STATED GOAL: Give the entries again, word for word.

Point annotation records
++++

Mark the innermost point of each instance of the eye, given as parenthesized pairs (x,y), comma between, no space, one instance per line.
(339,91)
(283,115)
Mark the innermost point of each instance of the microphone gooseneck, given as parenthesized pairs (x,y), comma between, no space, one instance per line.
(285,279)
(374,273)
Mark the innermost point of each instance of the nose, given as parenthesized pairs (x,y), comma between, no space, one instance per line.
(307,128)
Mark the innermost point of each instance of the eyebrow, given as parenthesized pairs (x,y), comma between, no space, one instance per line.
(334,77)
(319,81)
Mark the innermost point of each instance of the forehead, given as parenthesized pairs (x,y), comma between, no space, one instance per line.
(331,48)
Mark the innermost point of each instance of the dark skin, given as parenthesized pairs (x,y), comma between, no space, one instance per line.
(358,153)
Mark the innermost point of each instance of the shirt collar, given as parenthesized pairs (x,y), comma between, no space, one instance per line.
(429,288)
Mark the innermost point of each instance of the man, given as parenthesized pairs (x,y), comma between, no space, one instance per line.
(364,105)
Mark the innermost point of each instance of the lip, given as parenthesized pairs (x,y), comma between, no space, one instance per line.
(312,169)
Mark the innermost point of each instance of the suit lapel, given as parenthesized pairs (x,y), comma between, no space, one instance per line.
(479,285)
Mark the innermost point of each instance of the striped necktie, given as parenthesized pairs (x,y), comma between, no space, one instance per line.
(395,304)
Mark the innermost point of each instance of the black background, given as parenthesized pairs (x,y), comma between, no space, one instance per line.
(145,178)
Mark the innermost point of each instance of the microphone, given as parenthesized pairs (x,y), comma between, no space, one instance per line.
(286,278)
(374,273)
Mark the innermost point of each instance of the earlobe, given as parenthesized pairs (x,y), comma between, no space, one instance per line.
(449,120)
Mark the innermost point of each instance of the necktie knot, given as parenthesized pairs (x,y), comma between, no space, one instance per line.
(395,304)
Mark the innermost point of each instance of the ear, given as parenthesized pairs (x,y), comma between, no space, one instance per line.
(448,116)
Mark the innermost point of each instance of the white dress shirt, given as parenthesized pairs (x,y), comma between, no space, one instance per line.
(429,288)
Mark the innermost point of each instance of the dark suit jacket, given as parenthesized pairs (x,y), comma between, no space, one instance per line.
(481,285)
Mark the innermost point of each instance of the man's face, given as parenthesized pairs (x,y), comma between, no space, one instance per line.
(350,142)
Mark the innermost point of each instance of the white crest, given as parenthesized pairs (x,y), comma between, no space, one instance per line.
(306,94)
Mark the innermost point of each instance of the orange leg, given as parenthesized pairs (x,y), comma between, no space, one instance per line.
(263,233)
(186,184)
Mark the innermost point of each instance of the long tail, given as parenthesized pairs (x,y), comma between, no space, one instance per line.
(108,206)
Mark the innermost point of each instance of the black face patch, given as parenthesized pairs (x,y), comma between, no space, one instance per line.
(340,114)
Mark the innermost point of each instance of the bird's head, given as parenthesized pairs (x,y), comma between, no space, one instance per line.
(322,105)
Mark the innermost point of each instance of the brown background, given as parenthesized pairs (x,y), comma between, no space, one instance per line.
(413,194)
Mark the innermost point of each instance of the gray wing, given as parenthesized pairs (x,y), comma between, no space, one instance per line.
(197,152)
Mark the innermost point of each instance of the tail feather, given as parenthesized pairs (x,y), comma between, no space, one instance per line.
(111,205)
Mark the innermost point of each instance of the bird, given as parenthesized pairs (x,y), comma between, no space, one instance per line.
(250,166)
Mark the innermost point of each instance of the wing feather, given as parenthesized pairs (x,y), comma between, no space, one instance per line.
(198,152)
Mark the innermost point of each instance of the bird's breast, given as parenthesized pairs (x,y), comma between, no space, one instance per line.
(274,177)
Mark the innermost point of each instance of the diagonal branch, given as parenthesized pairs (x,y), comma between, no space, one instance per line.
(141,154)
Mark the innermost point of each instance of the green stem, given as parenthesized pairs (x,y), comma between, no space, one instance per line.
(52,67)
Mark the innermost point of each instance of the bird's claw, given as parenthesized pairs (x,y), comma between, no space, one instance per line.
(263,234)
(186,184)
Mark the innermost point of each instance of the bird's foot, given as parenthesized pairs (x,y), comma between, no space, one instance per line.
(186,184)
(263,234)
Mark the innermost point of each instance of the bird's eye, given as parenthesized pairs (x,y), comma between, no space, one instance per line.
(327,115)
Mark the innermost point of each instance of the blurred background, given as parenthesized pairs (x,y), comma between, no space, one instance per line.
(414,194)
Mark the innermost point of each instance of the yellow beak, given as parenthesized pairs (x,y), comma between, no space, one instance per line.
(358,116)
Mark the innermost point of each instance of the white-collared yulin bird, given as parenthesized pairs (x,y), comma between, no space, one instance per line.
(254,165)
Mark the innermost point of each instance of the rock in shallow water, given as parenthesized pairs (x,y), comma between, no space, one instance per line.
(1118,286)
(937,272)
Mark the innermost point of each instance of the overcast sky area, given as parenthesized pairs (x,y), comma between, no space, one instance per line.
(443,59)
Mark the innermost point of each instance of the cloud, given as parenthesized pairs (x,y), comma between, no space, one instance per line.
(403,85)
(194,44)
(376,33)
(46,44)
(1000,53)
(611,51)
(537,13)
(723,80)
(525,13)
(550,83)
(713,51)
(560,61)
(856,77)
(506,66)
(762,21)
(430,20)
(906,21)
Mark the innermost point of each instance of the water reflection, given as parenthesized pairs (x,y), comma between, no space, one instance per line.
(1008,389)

++++

REPLY:
Mark the innermost point of each instance of the eye, given as parenthesized pairs (x,y), comma between, no space, one instance per line.
(339,91)
(283,115)
Mark the innermost point of each instance of the microphone gooseneck, given as parenthesized pairs (x,y), comma between, no space, one instance per line.
(285,279)
(374,273)
Mark the innermost point of each instance of the nose, given as parenthesized pairs (x,y), comma between, no space, one instance per line.
(307,128)
Mark the innermost point of each instance of the eyebrow, given as parenthesized pairs (x,y), comma between, no space, one instance per line.
(334,77)
(319,81)
Mark the innermost point of each instance of the forehead, given as parenthesized pairs (x,y), comma between, no space, one instance per line.
(331,48)
Mark the innermost point of each instance of the dark skin, given as parenthesized pairs (x,y), comma between, no space, one instance per line.
(358,153)
Mark the innermost point of each instance of the shirt collar, given as parenthesized pairs (x,y), comma between, no space, one instance per line.
(429,288)
Mark the innermost point of each instance of the man, given as parenthesized pairs (x,y), comma between, no space, one instance per line.
(364,105)
Mark the innermost point of each instance of the lip, given as parenthesized pairs (x,y), comma between, no space, one instance per line.
(312,169)
Mark the innermost point of each instance of the suit lapel, given as parenthesized pairs (x,y), comma between, no space, one instance per line.
(479,285)
Mark the innermost point of each instance of the striped necktie, given as parenthesized pairs (x,y), comma between, no space, one instance per line.
(395,304)
Mark the innermost point of each instance of the black background, given as parenthesized pairs (x,y), comma between, no space, one instance per line.
(145,178)
Mark the innermost point of each instance of the microphone, given as parenthesized pairs (x,y), comma between, no space, one instance per line.
(286,278)
(374,273)
Mark the innermost point of each instance of the earlobe, given as parenthesized pairs (x,y), comma between, no space, one instance per line.
(449,120)
Mark the innermost point of each instance of the necktie knot, given as parenthesized pairs (x,y), comma between, no space, one instance per line.
(395,304)
Mark the innermost point of each instance of the ear, given as parenthesized pairs (x,y), comma between, no space, one instance per line.
(448,116)
Mark the innermost point of each instance of the white dress shirt, given as parenthesized pairs (x,y), comma between, no space, one instance per line.
(429,288)
Mark the innermost point of each instance of the dark suit jacket, given as parenthesized pairs (x,y), comma between, no space, one instance per line.
(481,285)
Mark the innermost point of each instance of the man's face, given as parenthesized pairs (x,y), comma between, no space, one instance per line.
(350,142)
Mark the innermost point of each instance of the white crest, given as parenthesized pairs (x,y), comma between, no space, one instance per line.
(306,94)
Mark the innermost point of each instance of the orange leg, given as parenthesized pairs (x,y), comma between, no space, one instance per line.
(263,233)
(186,184)
Mark the innermost point of each instance of the long tail, given as parenthesized pairs (x,y), comma between, no space, one instance per line.
(108,206)
Mark the innermost point of each instance of the black face patch, given as parenthesized pairs (x,y), comma between, no space, one instance per line.
(340,114)
Mark the innermost point of each instance of the bird's head, given as parenthesized pairs (x,y), comma between, no space, one instance per line.
(322,105)
Mark the innermost point of each instance of the brown background, given as parenthesized pairs (x,y), comma between, no space, one instance per line.
(413,194)
Mark the innermost point of each instance of the gray wing, given as parenthesized pairs (x,y), comma between, no space, one instance per line.
(197,152)
Mark the innermost point of each instance of the tail feather, given as parenthesized pairs (x,y), comma between, no space, one instance per line.
(111,205)
Mark the innermost point of each instance of the bird, given as parenthesized pairs (x,y), comma between, no space, one instance per line.
(250,166)
Mark the innermost point of each instance of the wing feather, given as parenthesized pairs (x,y), comma between, no space, one instance per line.
(198,152)
Mark the innermost point of each instance of the bird's breast, given as parenthesized pairs (x,y), comma between, no space, one instance per line.
(274,177)
Mark the innermost point of each instance of the diagonal branch, given as parenthesized pairs (x,y), comma between, no space, one instance per line.
(141,154)
Mark the innermost point of each instance of the green stem, given as parenthesized pairs (x,y), comma between, no space, one instance per line.
(52,67)
Mark the innermost point of each instance of the bird's claw, given as parenthesized pairs (x,y), comma between, no space, one instance per line.
(263,234)
(186,184)
Mark the innermost point of each instance of the bird's foot, given as parenthesized pairs (x,y), comma between, no space, one instance per line.
(186,184)
(263,234)
Mark the innermost point of each instance of the bird's eye, given as parenthesized pairs (x,y), comma between, no space, one instance per line.
(327,115)
Mark the innermost point of each instance of the blurred background, given as parenthesized pairs (x,y), comma between, no space, one instance per line.
(414,194)
Mark the innermost point of each instance of the yellow beak, given as parenthesized pairs (x,y), comma between, no space, one instance per line.
(358,116)
Mark the innermost point of each instance of the white-collared yulin bird, given as parenthesized pairs (x,y), comma between, no space, one instance per line.
(254,165)
Mark the innermost point of each instance of the rock in shallow water, given as parenthesized pairs (x,y), comma between, no space, one instance per line.
(1118,286)
(937,272)
Mark the innermost point of each instance of the overcast sky area, given as parenthesized pairs (x,y), comma between, no space, one instance per line.
(443,59)
Mark the innermost point of each instance of the cloud, given as parenthesized pairs (x,y), comma between, no space, one instance per line.
(403,85)
(194,44)
(376,33)
(46,44)
(1000,53)
(611,51)
(537,13)
(723,80)
(525,13)
(550,83)
(713,51)
(560,61)
(856,77)
(506,66)
(762,21)
(430,20)
(906,21)
Mark the innermost point of each instance of the water reflection, given as parenthesized pairs (x,y), comma between, no space, one instance per line.
(1008,389)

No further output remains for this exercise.